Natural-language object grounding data
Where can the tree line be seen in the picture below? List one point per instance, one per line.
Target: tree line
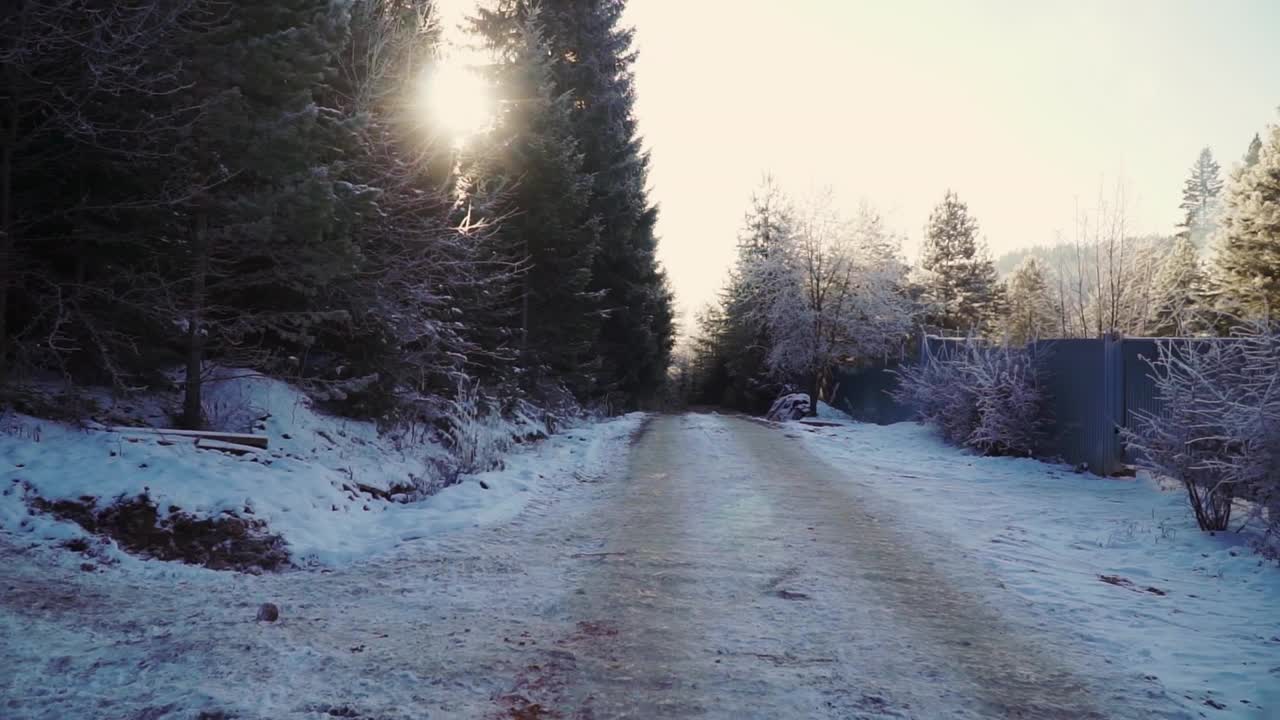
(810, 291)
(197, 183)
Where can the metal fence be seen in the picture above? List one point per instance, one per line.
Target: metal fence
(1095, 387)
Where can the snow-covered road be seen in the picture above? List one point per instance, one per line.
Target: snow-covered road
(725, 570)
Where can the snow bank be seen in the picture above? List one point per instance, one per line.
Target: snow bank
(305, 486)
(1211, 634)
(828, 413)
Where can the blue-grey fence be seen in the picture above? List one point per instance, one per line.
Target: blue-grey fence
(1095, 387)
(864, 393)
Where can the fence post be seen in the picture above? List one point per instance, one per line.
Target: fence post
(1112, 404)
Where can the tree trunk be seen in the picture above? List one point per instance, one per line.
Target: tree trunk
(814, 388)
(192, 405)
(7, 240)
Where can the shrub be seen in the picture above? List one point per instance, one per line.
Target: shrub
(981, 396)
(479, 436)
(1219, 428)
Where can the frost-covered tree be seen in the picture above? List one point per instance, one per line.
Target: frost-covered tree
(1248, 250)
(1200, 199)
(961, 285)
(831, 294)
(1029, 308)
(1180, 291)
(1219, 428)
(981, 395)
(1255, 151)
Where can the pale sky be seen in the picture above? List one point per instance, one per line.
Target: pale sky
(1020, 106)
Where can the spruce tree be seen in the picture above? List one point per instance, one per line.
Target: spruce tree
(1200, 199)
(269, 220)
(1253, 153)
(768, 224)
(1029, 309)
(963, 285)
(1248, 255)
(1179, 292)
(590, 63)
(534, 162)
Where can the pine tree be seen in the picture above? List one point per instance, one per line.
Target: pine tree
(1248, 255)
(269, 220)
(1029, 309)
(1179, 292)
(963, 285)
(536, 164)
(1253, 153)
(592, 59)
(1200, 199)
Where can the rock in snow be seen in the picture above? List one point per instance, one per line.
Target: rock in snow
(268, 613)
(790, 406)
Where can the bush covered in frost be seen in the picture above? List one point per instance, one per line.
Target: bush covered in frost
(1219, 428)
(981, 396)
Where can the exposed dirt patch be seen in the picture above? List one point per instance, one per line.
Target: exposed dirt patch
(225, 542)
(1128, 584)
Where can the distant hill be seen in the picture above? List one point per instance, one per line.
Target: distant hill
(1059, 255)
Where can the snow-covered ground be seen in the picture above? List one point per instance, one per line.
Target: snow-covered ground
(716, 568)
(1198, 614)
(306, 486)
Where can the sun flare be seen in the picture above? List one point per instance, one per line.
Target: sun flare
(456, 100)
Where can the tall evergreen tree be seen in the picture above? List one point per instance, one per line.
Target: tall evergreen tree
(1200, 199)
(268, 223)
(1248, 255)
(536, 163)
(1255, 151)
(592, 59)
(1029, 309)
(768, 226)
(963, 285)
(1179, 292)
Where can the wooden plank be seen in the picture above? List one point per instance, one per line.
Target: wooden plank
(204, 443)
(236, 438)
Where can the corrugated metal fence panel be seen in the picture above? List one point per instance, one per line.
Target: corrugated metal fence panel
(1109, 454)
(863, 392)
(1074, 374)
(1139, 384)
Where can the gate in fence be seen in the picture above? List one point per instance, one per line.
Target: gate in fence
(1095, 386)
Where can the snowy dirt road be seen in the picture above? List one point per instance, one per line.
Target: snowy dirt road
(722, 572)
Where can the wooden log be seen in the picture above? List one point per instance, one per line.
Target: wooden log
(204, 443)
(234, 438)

**Task requirements:** Give back exactly the lines above starting at the line where "Where can the snow bank" appears and ending at the line where "Where can the tree trunk" appears, both included, with no other lines.

**Reply:**
Where can the snow bank be seen in the picture above? List one point per instance, one per line.
Target: snow bank
(305, 486)
(1211, 634)
(828, 413)
Where can the blue-grey fence be seen in the picture above? List one point per instance, one per line.
Target: blue-grey fence
(1095, 387)
(864, 393)
Where can the fence post be seen in the picture above? List one point per instance, one per line.
Target: fence post
(1112, 404)
Where can the tree trunk be seen in the picture above? List one point per instance, one per line.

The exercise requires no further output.